* _What to work on_: Write out the material below again, line for line, without any images.

* _Material shown_:

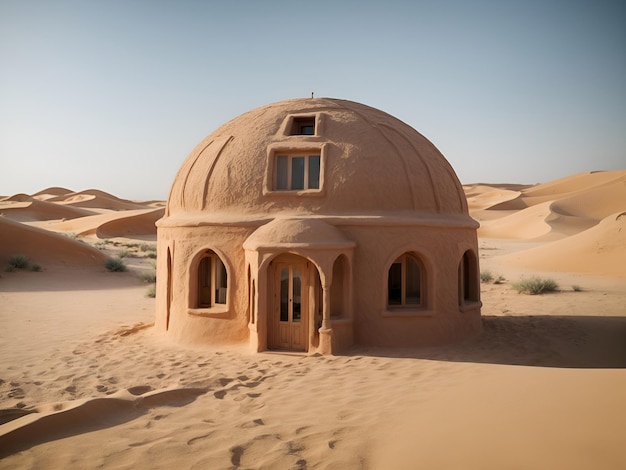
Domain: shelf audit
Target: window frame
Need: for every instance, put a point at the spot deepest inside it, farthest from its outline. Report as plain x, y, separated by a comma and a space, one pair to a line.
218, 303
291, 151
404, 308
290, 172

* _Answer section_:
Domain: shelf audit
Target: window frame
Need: for every instance, put a point at the spot deepest inside it, farthest from its outline. Report as plain x, y, separated by a comma and a space, one pair to a line.
218, 303
291, 151
404, 308
290, 172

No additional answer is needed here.